[Provided records]
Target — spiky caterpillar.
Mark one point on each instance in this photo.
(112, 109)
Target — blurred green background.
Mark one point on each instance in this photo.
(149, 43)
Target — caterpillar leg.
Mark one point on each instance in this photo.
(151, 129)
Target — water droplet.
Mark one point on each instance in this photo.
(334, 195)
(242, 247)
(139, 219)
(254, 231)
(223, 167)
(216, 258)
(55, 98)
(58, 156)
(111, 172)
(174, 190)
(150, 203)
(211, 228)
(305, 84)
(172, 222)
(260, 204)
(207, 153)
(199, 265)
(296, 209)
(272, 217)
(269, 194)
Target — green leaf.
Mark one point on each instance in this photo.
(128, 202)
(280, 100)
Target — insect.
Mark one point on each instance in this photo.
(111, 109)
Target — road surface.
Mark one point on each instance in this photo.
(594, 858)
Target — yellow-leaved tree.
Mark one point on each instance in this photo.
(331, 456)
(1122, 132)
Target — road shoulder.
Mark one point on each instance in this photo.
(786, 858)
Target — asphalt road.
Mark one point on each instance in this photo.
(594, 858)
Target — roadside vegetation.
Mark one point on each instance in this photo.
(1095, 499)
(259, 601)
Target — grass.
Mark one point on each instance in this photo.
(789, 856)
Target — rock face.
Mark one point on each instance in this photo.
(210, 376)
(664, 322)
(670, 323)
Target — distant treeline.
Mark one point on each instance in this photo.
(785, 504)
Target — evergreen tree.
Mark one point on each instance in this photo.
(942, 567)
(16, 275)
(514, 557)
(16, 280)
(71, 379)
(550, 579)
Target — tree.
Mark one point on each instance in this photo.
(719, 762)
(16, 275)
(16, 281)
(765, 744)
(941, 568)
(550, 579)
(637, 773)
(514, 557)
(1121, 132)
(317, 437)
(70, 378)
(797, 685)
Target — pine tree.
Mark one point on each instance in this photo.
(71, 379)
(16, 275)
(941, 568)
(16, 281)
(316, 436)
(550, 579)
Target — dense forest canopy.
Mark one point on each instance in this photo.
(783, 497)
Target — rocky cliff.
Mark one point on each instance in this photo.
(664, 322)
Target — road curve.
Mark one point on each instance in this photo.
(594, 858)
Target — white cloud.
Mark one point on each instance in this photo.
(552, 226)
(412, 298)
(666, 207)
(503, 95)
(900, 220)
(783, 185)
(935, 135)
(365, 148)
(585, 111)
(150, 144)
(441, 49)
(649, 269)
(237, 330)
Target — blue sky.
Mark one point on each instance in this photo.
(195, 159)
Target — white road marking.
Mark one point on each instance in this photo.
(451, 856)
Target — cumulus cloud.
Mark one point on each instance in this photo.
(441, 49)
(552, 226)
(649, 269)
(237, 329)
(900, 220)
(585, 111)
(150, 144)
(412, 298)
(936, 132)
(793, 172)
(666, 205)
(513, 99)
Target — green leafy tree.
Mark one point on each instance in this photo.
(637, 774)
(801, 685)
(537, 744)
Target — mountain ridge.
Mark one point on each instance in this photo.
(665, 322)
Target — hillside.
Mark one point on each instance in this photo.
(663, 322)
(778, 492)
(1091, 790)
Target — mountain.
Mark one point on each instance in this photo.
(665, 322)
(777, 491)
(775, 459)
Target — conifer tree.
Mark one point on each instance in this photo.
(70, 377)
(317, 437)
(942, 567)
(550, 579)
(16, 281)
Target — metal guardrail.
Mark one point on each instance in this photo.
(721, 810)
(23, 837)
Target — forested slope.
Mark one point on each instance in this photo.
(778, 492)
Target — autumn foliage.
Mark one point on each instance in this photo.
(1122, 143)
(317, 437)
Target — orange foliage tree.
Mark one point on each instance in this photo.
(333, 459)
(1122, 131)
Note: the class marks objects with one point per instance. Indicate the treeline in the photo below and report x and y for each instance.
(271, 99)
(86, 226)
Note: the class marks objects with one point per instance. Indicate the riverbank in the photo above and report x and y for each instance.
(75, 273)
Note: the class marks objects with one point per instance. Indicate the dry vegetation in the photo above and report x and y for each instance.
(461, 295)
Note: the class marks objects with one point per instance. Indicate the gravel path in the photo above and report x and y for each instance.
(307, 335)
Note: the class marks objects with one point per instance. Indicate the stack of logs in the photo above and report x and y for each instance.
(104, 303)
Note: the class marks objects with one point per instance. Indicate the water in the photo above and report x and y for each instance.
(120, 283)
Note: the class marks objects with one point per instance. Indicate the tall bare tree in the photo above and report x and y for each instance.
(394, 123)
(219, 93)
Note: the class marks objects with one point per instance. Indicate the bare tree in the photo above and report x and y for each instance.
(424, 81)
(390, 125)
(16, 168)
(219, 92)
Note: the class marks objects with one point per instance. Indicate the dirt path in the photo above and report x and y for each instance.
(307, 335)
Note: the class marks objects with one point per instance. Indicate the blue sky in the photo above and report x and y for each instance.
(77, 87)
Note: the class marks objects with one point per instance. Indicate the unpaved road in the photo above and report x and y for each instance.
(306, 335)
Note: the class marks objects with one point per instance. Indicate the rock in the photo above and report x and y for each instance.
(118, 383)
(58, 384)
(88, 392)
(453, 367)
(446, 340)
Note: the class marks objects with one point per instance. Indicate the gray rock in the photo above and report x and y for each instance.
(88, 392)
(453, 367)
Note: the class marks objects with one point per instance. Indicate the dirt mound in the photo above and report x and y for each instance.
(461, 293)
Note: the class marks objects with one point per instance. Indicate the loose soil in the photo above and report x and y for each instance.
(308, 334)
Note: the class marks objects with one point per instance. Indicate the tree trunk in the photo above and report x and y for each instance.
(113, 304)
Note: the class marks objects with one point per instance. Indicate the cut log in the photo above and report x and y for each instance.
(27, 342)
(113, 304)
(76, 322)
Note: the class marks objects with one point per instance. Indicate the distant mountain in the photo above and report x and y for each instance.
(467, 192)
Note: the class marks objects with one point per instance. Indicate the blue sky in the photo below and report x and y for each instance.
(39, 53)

* * *

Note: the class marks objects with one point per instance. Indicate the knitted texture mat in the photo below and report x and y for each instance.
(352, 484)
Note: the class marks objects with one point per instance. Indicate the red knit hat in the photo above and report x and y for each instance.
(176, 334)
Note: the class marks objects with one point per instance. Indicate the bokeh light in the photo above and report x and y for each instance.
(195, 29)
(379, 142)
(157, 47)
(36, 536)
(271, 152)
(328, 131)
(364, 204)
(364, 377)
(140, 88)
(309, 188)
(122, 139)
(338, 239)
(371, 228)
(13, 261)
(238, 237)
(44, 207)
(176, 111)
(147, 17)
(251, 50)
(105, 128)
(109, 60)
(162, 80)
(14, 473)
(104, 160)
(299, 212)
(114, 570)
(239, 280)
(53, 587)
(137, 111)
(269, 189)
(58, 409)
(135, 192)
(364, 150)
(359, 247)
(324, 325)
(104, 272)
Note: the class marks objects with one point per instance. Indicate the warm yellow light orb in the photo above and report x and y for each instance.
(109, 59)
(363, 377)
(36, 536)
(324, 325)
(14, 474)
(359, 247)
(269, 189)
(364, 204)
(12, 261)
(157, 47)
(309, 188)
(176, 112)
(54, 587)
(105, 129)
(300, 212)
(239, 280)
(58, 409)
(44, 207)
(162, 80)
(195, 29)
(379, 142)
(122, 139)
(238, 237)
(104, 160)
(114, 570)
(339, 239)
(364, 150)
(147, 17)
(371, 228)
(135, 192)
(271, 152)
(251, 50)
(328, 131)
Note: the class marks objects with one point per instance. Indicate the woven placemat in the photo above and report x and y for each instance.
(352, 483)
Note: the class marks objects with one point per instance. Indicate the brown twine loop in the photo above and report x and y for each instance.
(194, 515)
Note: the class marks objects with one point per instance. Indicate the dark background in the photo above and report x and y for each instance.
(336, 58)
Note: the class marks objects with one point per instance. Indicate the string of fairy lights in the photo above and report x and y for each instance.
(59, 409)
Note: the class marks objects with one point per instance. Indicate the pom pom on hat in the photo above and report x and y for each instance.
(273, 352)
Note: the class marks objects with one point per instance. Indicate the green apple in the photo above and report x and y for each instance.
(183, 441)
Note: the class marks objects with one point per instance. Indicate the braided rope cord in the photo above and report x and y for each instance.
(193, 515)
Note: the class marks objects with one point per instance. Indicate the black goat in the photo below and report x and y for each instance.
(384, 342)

---

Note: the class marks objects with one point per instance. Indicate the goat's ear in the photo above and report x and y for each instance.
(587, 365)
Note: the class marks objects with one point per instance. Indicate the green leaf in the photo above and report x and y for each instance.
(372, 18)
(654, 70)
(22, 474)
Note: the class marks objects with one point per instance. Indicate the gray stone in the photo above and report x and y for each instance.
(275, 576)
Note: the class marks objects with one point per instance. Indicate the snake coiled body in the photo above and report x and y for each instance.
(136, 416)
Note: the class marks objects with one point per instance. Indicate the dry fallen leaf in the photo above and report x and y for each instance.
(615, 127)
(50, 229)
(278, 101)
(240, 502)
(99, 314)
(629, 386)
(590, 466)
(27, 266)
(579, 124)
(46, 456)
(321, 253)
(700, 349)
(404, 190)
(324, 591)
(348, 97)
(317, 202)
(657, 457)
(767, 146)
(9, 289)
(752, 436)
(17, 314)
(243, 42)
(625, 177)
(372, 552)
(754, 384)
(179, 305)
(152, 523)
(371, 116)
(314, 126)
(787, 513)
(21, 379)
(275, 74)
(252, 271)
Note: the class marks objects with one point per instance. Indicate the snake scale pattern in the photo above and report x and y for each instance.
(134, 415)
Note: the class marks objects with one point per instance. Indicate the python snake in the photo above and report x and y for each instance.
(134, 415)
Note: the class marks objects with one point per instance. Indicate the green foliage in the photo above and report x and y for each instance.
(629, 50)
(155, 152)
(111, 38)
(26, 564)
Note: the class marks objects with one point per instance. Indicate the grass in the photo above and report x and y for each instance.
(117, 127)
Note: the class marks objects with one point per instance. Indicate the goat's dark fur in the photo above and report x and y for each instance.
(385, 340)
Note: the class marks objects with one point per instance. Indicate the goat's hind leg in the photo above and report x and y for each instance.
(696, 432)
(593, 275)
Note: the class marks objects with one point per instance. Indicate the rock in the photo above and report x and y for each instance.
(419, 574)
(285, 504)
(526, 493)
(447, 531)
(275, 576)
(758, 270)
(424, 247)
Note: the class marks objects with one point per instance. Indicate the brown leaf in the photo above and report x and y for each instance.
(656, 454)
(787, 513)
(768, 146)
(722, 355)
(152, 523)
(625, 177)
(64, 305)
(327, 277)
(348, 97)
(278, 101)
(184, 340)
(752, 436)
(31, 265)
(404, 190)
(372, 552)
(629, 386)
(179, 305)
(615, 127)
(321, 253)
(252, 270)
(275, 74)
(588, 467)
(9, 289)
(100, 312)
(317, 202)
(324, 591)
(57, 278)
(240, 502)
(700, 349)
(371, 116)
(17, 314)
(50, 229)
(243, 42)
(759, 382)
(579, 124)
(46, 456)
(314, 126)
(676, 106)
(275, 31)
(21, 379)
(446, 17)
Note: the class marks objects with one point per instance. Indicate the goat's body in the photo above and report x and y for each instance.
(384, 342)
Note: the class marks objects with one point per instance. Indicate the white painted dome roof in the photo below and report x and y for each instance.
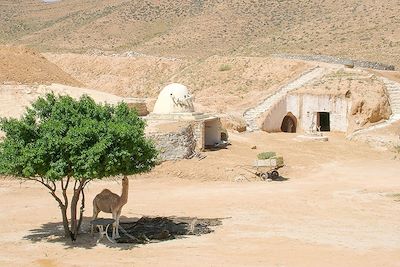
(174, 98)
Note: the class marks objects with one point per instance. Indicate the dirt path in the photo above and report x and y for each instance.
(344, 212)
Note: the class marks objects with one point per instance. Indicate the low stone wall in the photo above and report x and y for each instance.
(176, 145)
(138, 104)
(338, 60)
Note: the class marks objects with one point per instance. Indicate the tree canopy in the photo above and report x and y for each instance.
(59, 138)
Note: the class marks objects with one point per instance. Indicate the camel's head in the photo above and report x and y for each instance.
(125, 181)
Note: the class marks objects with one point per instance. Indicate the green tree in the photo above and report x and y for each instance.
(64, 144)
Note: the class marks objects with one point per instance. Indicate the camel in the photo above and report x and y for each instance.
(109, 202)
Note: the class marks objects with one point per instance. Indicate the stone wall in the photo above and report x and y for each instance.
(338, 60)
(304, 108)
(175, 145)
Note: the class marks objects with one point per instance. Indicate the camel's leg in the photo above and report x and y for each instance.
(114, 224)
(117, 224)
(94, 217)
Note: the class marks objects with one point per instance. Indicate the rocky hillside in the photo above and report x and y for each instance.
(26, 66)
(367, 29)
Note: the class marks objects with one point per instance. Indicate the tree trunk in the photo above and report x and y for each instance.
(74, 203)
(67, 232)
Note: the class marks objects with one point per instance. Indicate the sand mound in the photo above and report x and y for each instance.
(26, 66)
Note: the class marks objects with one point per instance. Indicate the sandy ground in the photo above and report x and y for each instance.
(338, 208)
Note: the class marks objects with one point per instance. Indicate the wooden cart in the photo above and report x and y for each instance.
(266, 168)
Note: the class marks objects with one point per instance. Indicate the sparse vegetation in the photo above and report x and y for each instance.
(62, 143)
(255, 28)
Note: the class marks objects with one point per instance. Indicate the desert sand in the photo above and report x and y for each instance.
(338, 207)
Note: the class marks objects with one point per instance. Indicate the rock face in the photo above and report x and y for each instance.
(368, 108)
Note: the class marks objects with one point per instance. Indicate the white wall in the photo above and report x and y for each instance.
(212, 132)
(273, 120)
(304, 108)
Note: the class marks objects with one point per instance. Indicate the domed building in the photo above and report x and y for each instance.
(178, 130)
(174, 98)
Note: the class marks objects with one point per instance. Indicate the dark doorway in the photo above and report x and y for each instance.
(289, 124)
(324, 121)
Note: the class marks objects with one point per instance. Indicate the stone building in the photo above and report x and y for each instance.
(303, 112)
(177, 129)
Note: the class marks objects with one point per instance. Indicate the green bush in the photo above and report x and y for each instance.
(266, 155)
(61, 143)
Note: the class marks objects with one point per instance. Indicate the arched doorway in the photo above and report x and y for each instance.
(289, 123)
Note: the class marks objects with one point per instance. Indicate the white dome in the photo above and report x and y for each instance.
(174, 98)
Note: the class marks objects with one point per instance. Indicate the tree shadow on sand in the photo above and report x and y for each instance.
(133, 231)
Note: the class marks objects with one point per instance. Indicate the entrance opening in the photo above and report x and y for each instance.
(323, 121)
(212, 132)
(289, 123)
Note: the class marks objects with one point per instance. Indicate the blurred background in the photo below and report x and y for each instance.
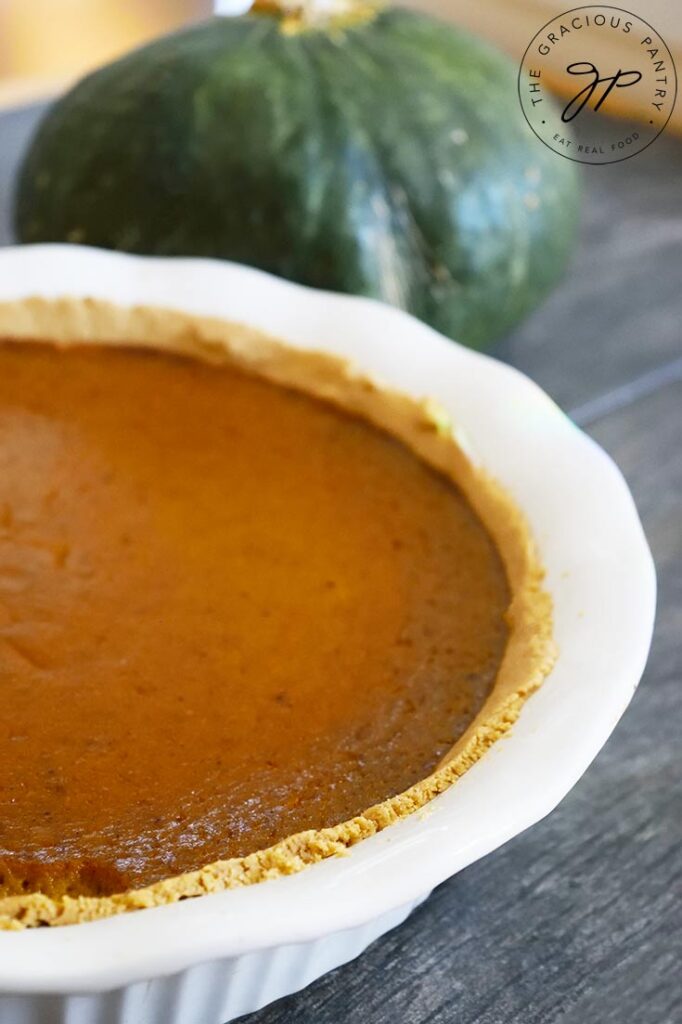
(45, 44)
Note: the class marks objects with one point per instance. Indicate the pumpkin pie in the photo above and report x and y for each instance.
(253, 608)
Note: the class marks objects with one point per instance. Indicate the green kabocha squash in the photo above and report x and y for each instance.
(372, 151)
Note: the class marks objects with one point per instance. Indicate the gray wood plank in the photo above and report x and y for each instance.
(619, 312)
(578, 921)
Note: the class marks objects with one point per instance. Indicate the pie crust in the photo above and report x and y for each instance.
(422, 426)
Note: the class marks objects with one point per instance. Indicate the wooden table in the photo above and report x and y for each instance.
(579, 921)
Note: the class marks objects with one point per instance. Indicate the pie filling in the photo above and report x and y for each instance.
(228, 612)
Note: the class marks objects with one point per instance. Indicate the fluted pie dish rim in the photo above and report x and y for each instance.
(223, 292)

[Task objective] Count the lines of the records above that contain the word "grass", matching case exactly. Give only the number.

[Response to this exercise] 2